begin DATASET CONTENT

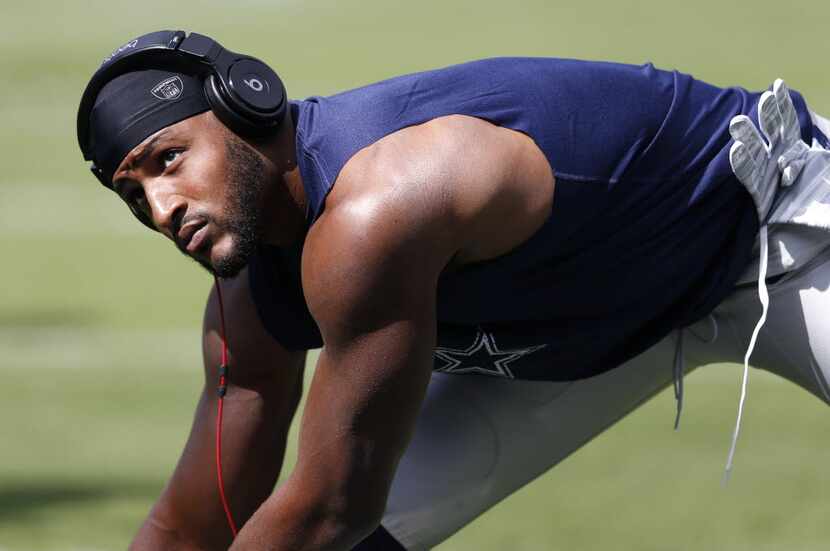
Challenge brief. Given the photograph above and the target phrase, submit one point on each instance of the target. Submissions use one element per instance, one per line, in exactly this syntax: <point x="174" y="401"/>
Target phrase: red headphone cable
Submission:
<point x="222" y="390"/>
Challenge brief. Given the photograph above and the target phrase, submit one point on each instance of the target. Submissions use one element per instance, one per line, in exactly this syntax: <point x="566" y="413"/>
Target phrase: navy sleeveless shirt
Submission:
<point x="648" y="232"/>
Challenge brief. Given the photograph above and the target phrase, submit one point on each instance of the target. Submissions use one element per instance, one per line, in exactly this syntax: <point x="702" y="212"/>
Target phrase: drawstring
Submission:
<point x="679" y="369"/>
<point x="763" y="295"/>
<point x="680" y="363"/>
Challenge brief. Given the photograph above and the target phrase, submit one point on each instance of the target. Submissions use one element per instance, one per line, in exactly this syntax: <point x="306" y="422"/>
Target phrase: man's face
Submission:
<point x="202" y="187"/>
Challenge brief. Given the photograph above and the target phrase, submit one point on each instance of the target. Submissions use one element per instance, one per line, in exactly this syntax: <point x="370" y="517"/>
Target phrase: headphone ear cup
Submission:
<point x="224" y="111"/>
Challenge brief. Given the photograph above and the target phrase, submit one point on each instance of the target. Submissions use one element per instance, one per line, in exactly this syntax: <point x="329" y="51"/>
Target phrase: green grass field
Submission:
<point x="99" y="319"/>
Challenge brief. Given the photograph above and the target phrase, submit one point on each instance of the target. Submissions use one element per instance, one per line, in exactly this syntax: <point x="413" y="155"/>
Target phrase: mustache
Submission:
<point x="197" y="218"/>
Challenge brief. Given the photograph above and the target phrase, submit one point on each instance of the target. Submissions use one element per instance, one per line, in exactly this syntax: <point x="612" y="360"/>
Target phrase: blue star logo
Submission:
<point x="483" y="356"/>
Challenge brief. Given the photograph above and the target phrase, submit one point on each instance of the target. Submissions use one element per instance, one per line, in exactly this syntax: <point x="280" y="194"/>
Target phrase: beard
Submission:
<point x="245" y="187"/>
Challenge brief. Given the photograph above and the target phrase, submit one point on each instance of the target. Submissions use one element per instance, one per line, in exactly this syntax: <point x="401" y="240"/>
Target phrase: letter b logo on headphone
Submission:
<point x="254" y="84"/>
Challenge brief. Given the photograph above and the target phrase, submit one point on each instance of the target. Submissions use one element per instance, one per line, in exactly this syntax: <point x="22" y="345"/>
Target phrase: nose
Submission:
<point x="166" y="206"/>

end DATASET CONTENT

GIVEN EXERCISE :: Excluding the pictures, restate the records above word for word.

PROBLEM SOLUTION ::
Challenge brief. Given the photograph above and the target phrase, submit one point on each instance of the target. Submissions use one element per instance, one per line, in exactly this syntax: <point x="174" y="401"/>
Target phrase: red headphone cable
Submission:
<point x="222" y="390"/>
Challenge brief. Given the photograph above and the target phrase, submit one point on each instance of the target. Submissions use one element per instance, one per line, in exactly this syntax: <point x="566" y="413"/>
Target phrase: navy sleeveless shirt
Submission:
<point x="648" y="232"/>
Challenge brief. Given the photograph above and the target phrase, submit one point on each instance of the target. Submissions use one element per instance, one per line, in exactly this syntax: <point x="702" y="212"/>
Target phrase: drawstring
Submission:
<point x="679" y="369"/>
<point x="763" y="295"/>
<point x="680" y="363"/>
Challenge brief. Given the photograph above and the target phrase, submit one point on each instance of the target. Submissions use one element per instance, one per line, in exactly this syntax: <point x="306" y="422"/>
Target phrase: man's face
Submission:
<point x="202" y="187"/>
Challenge brief. Given the photograph above and the target phrase, submit one point on each instance of the target. Submissions use one element per instance, one per line, in exactly this syntax: <point x="370" y="517"/>
Target phrase: headphone ear cup
Submission:
<point x="224" y="111"/>
Challenge brief. Given the photograph above and the target phrase, submit one point on each instance of the target. Submissions use one element per instance, one per line, in exactly this syntax: <point x="329" y="51"/>
Target phrase: green grass field
Submission:
<point x="99" y="319"/>
Challenge brief. Given the photograph above and the target phrase, submit one point on each instance of the target. Submissions use one element per instance, one per line, in exactly this syntax: <point x="413" y="155"/>
Target phrase: mustache
Submission:
<point x="197" y="218"/>
Challenge brief. Given the photograph above and the target phrase, submit one point on each instance of the target. Submissions use one element per instance, one per line, in exactly this syntax: <point x="612" y="360"/>
Target phrase: blue star logo
Submission:
<point x="483" y="356"/>
Challenge brief. Given the photograph above and the target phrase, submit one point on each instance of the target. Submissions use one element per instance, one per line, in exactly this syntax: <point x="280" y="194"/>
Target phrase: beard
Submission:
<point x="245" y="187"/>
Challenge brief. Given the photograph above and the target phrase, submit one point on each instance of the target. Submissions use one element per instance, one per line, in exactly this syntax: <point x="401" y="240"/>
Target phrase: letter b logo on headphone
Submission:
<point x="254" y="84"/>
Challenge brief. Given the photograph above and the target phrase, submit one point on each instance of the target. Submissions use one element per instance, one per line, in exactly this syntax: <point x="22" y="345"/>
Target phrase: nose
Submission:
<point x="166" y="206"/>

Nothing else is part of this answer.